[DATA EXTRACTS]

------------------------

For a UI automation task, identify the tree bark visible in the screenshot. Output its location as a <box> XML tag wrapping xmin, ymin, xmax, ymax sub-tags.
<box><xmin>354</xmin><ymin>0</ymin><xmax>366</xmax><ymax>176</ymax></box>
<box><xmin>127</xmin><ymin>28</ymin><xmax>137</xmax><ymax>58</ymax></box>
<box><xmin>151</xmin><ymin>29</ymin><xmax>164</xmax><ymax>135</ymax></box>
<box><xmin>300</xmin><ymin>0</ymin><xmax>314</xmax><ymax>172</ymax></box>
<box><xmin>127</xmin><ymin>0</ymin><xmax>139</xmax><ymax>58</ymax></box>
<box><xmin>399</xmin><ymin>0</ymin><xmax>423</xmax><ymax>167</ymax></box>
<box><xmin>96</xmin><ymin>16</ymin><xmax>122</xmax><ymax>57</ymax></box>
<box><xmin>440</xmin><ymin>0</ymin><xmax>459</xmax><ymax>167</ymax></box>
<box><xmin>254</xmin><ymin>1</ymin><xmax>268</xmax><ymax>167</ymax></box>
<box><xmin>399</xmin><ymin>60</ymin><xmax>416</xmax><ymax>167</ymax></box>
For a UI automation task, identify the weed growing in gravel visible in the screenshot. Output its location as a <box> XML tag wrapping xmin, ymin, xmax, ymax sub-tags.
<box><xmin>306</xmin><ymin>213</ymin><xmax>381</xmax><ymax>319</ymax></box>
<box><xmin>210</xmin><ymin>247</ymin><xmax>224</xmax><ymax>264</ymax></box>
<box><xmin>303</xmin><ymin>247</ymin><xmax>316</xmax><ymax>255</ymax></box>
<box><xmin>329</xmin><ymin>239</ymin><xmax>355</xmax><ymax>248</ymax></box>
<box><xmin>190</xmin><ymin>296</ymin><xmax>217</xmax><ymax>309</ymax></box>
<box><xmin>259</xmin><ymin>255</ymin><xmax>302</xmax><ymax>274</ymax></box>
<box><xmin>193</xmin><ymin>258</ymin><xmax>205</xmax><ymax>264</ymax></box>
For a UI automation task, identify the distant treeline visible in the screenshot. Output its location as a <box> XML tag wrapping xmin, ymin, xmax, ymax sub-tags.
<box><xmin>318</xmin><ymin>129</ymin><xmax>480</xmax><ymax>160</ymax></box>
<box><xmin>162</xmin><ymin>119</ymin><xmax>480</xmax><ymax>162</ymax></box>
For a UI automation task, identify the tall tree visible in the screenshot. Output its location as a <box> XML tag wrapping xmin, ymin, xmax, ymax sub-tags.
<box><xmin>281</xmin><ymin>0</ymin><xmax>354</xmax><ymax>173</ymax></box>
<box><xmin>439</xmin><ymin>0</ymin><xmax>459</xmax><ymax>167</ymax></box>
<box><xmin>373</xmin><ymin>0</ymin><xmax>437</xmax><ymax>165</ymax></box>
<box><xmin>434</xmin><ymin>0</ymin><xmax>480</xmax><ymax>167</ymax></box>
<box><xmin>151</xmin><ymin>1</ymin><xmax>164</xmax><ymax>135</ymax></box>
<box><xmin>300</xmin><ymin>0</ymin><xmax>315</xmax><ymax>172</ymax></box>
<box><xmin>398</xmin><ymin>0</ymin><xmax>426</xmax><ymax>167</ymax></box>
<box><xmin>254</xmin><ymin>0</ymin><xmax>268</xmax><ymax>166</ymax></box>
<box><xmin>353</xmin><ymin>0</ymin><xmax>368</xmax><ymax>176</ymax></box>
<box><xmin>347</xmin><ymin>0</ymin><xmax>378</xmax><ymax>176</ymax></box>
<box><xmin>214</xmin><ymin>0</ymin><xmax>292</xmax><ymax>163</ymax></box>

------------------------

[WHAT TO WORK ON] A verbatim repeat of all the entries above is the required answer.

[WRITTEN RESPONSE]
For a UI automation task, identify the tree bark visible in the screenshot. Output its location as a <box> XML tag wrapping xmin, ymin, xmax, ymax sub-tags.
<box><xmin>354</xmin><ymin>0</ymin><xmax>366</xmax><ymax>176</ymax></box>
<box><xmin>127</xmin><ymin>28</ymin><xmax>137</xmax><ymax>58</ymax></box>
<box><xmin>151</xmin><ymin>29</ymin><xmax>164</xmax><ymax>135</ymax></box>
<box><xmin>300</xmin><ymin>0</ymin><xmax>314</xmax><ymax>172</ymax></box>
<box><xmin>127</xmin><ymin>0</ymin><xmax>139</xmax><ymax>58</ymax></box>
<box><xmin>399</xmin><ymin>0</ymin><xmax>423</xmax><ymax>167</ymax></box>
<box><xmin>96</xmin><ymin>16</ymin><xmax>122</xmax><ymax>57</ymax></box>
<box><xmin>440</xmin><ymin>0</ymin><xmax>459</xmax><ymax>167</ymax></box>
<box><xmin>254</xmin><ymin>1</ymin><xmax>268</xmax><ymax>167</ymax></box>
<box><xmin>399</xmin><ymin>60</ymin><xmax>416</xmax><ymax>167</ymax></box>
For a UI automation task, identify the weed growing in gravel visible in the screenshot. Output its location as a <box> XML tag wrapping xmin, ymin, xmax, ymax sub-tags.
<box><xmin>306</xmin><ymin>213</ymin><xmax>381</xmax><ymax>319</ymax></box>
<box><xmin>210</xmin><ymin>247</ymin><xmax>224</xmax><ymax>264</ymax></box>
<box><xmin>303</xmin><ymin>247</ymin><xmax>316</xmax><ymax>255</ymax></box>
<box><xmin>329</xmin><ymin>239</ymin><xmax>355</xmax><ymax>248</ymax></box>
<box><xmin>190</xmin><ymin>296</ymin><xmax>217</xmax><ymax>309</ymax></box>
<box><xmin>259</xmin><ymin>255</ymin><xmax>302</xmax><ymax>274</ymax></box>
<box><xmin>193</xmin><ymin>258</ymin><xmax>205</xmax><ymax>264</ymax></box>
For a UI automation task, identify the distant treeline visible in the screenshot. Output its location as a <box> XML tag wrapping xmin, ymin, xmax, ymax sub-tags.
<box><xmin>318</xmin><ymin>129</ymin><xmax>480</xmax><ymax>160</ymax></box>
<box><xmin>162</xmin><ymin>119</ymin><xmax>480</xmax><ymax>162</ymax></box>
For a UI automation task, identify the tall tree visible in the screenshot. Output its location as a <box> XML tag wrapping xmin, ymin, xmax, ymax sub-tags.
<box><xmin>281</xmin><ymin>0</ymin><xmax>354</xmax><ymax>173</ymax></box>
<box><xmin>439</xmin><ymin>0</ymin><xmax>459</xmax><ymax>167</ymax></box>
<box><xmin>373</xmin><ymin>0</ymin><xmax>437</xmax><ymax>165</ymax></box>
<box><xmin>434</xmin><ymin>0</ymin><xmax>480</xmax><ymax>167</ymax></box>
<box><xmin>151</xmin><ymin>1</ymin><xmax>164</xmax><ymax>135</ymax></box>
<box><xmin>300</xmin><ymin>0</ymin><xmax>315</xmax><ymax>172</ymax></box>
<box><xmin>398</xmin><ymin>0</ymin><xmax>426</xmax><ymax>167</ymax></box>
<box><xmin>254</xmin><ymin>0</ymin><xmax>268</xmax><ymax>166</ymax></box>
<box><xmin>353</xmin><ymin>0</ymin><xmax>368</xmax><ymax>176</ymax></box>
<box><xmin>347</xmin><ymin>0</ymin><xmax>378</xmax><ymax>176</ymax></box>
<box><xmin>214</xmin><ymin>0</ymin><xmax>292</xmax><ymax>163</ymax></box>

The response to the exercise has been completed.